══ Exercise input ══
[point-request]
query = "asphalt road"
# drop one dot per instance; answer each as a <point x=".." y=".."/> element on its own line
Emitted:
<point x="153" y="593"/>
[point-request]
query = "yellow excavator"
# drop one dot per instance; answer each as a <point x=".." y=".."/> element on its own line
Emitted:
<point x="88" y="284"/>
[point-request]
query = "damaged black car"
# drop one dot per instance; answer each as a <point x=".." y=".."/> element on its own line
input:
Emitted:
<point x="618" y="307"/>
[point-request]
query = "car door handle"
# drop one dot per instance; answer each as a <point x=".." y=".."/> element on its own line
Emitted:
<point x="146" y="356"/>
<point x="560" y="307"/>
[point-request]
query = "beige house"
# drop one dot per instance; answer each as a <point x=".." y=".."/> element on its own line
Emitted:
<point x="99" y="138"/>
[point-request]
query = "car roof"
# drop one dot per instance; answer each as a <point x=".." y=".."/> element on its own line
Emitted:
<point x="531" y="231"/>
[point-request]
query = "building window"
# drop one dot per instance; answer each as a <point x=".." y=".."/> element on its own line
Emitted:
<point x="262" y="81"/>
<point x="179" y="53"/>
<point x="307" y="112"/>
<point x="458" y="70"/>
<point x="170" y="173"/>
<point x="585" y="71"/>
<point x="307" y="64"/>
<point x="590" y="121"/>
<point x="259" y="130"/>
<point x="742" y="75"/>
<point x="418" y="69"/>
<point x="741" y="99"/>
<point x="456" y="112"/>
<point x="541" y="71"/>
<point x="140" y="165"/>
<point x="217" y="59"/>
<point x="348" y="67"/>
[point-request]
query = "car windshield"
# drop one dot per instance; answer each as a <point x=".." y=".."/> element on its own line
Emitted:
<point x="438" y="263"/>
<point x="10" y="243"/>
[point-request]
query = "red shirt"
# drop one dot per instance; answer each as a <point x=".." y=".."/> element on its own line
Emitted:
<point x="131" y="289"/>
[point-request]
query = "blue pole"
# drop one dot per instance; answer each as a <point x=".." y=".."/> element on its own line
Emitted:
═══
▶ **Work task**: Looking at the data above, show all lines where the word "query" occurs.

▶ **Task response**:
query = "asphalt road"
query = "yellow excavator"
query = "damaged black car"
query = "car door handle"
query = "beige house"
query = "car roof"
query = "building window"
query = "car windshield"
query = "red shirt"
query = "blue pole"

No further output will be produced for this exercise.